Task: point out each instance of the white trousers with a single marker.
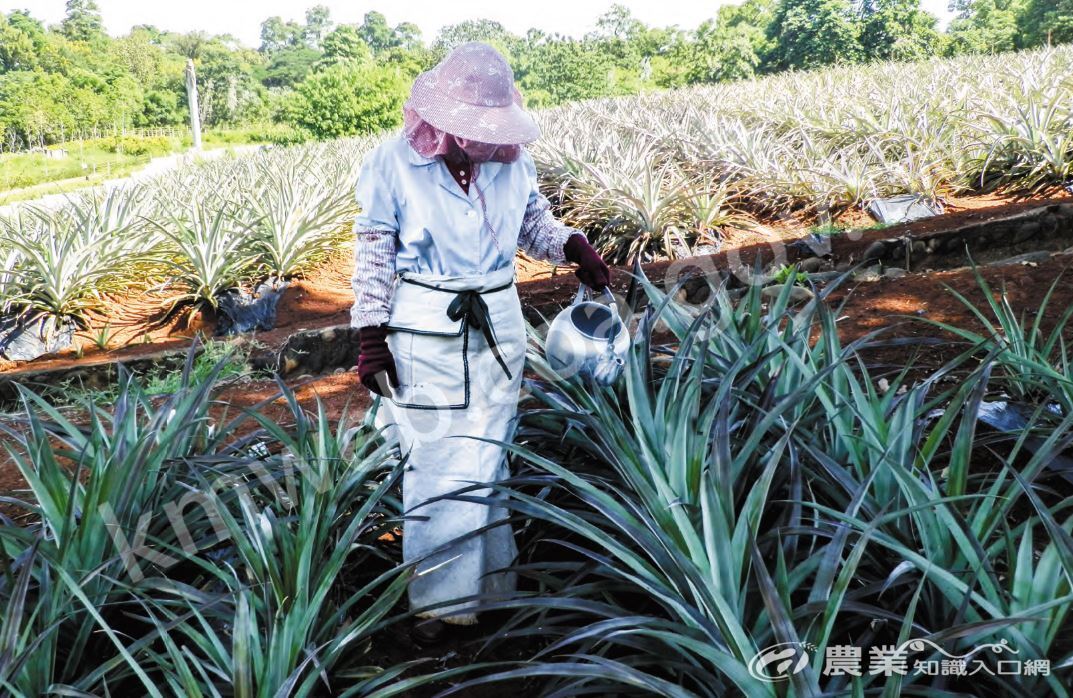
(453, 399)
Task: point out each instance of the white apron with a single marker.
(453, 391)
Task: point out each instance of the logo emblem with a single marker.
(780, 662)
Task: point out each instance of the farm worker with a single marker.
(444, 208)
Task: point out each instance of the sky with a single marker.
(243, 18)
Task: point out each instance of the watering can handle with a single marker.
(583, 294)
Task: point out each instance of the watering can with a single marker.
(588, 339)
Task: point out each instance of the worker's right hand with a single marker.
(376, 366)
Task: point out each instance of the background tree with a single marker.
(560, 71)
(21, 42)
(318, 26)
(344, 44)
(348, 100)
(810, 33)
(1046, 23)
(289, 67)
(732, 46)
(897, 29)
(277, 34)
(984, 26)
(82, 20)
(486, 30)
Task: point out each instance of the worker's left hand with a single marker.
(376, 366)
(591, 269)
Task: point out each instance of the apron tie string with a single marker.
(470, 306)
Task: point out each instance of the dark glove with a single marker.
(376, 366)
(591, 269)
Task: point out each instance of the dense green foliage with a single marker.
(74, 80)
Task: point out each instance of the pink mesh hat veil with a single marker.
(469, 101)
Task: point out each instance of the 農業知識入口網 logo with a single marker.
(780, 662)
(912, 657)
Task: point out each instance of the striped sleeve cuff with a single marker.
(542, 236)
(373, 278)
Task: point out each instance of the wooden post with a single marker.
(192, 100)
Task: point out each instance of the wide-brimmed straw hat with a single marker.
(471, 94)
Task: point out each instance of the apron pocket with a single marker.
(434, 370)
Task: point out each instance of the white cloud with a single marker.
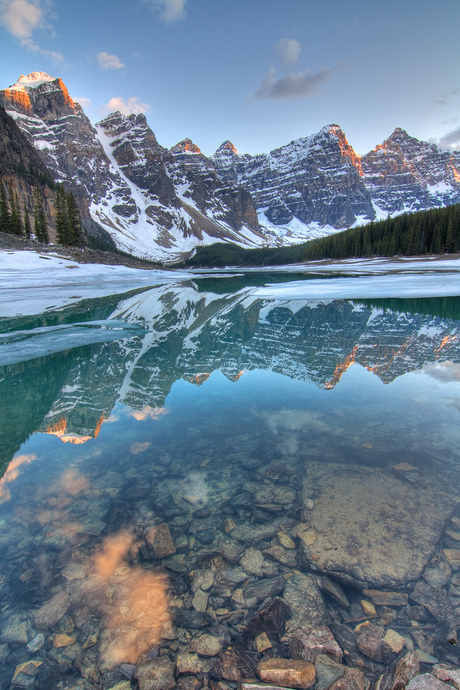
(22, 18)
(84, 102)
(169, 10)
(450, 140)
(294, 85)
(108, 61)
(132, 105)
(288, 51)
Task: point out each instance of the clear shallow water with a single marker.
(224, 421)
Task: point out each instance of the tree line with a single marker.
(436, 231)
(15, 220)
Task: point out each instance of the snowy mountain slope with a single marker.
(160, 204)
(405, 174)
(118, 173)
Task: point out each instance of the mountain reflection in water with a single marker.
(220, 450)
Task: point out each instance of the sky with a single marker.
(258, 72)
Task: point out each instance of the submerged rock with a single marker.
(190, 619)
(303, 596)
(308, 643)
(373, 530)
(160, 540)
(288, 672)
(52, 610)
(156, 674)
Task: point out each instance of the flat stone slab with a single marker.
(373, 530)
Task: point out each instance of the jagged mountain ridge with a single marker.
(122, 177)
(160, 203)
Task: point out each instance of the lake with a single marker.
(200, 474)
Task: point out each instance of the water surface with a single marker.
(151, 437)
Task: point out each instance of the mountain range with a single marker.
(160, 203)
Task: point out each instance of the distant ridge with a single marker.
(161, 204)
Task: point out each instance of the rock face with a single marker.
(64, 138)
(361, 538)
(24, 172)
(405, 174)
(317, 179)
(131, 192)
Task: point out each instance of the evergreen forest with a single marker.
(436, 231)
(16, 220)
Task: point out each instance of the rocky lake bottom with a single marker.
(212, 524)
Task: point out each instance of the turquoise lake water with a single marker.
(160, 407)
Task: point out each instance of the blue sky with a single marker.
(257, 72)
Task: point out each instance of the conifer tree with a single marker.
(27, 228)
(5, 215)
(61, 216)
(40, 229)
(16, 223)
(73, 221)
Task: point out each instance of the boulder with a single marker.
(372, 529)
(288, 672)
(155, 674)
(308, 643)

+ + + +

> **Problem details**: Extract all the data above exactly, excluding every picture.

> **Result of the task**:
Task: point out each instance of the white trousers with a single marker.
(453, 399)
Task: point out each instance of the white apron with a single marker.
(453, 391)
Task: point out each instance of the logo emblem with a single marker.
(780, 662)
Task: point out each instance of the farm worker with a single marker.
(444, 208)
Task: point out each instance of the sky with a single marker.
(243, 18)
Task: point out each instance of the watering can handle with a single marker.
(583, 294)
Task: point out each instance of the watering can with a single marker.
(588, 339)
Task: point out each instance of the worker's right hand with a single marker.
(376, 366)
Task: point out each instance of the background tree with a single marker.
(560, 71)
(21, 42)
(318, 26)
(344, 44)
(348, 100)
(810, 33)
(1046, 23)
(289, 67)
(732, 46)
(897, 29)
(277, 34)
(984, 26)
(82, 20)
(486, 30)
Task: point out each instance of the worker's left hand with a single marker.
(376, 366)
(591, 269)
Task: point out each instance of the apron tie string with a single marker.
(470, 306)
Task: point out each instance of the dark glove with a single marker.
(376, 366)
(591, 269)
Task: point out each instance of the dense green foliage with a single marker.
(74, 80)
Task: point out each instance of the pink mesh hat veil with a single marker.
(469, 101)
Task: point out each instance of the 農業知識入口網 logo with a single marker.
(780, 662)
(912, 657)
Task: point out each instance of the striped sleeve cuff with a single marker.
(542, 236)
(373, 278)
Task: point out each instance of the wooden post with a single marker.
(192, 100)
Task: point out each instance of the wide-brimmed straw hat with a single marker.
(471, 94)
Task: point out each instance of the apron pocket with a single marker.
(434, 370)
Task: point out each instance of the white cloud with a single marker.
(22, 18)
(84, 102)
(169, 10)
(450, 140)
(294, 85)
(108, 61)
(132, 105)
(288, 51)
Task: point out each instance of the clear shallow water with a single marker.
(224, 421)
Task: point out each instance of the tree line with a single marker.
(436, 231)
(15, 220)
Task: point out each instance of the snowy mountain slope with a single marker.
(160, 204)
(405, 174)
(118, 173)
Task: point out each instance of the mountain reflection in water with a single marker.
(220, 450)
Task: point out each instance of the sky with a single marker.
(258, 72)
Task: point out each instance of the submerged rock with a single marker.
(190, 619)
(303, 596)
(308, 643)
(373, 530)
(160, 540)
(288, 672)
(52, 610)
(156, 674)
Task: point out each instance of the flat stone slab with a single marker.
(373, 530)
Task: point out each instance of the jagged mountain ridge with a single marker.
(122, 177)
(160, 203)
Task: point out each instance of the lake with a single marker.
(200, 474)
Task: point out each instance of the water surface with a single marker.
(151, 437)
Task: point out each instance of the mountain range with a single marker.
(160, 203)
Task: point out each instance of the distant ridge with a single marker.
(161, 204)
Task: point out each instance of the rock face with a single marker.
(64, 138)
(361, 538)
(24, 172)
(405, 174)
(317, 179)
(131, 192)
Task: point out each instance of the evergreen forest with a single marker.
(436, 231)
(16, 220)
Task: point out each instance of the rocky lake bottom with a single marker.
(212, 524)
Task: point out each instance of the turquoise lake water with a single marker.
(160, 407)
Task: point out each instance of the blue sky with a single marker.
(257, 72)
Task: point out each instance of the conifer tree with a single marker.
(27, 228)
(5, 215)
(61, 216)
(40, 229)
(16, 223)
(73, 221)
Task: point out each instance of the boulder with a single marker.
(372, 529)
(288, 672)
(155, 674)
(308, 643)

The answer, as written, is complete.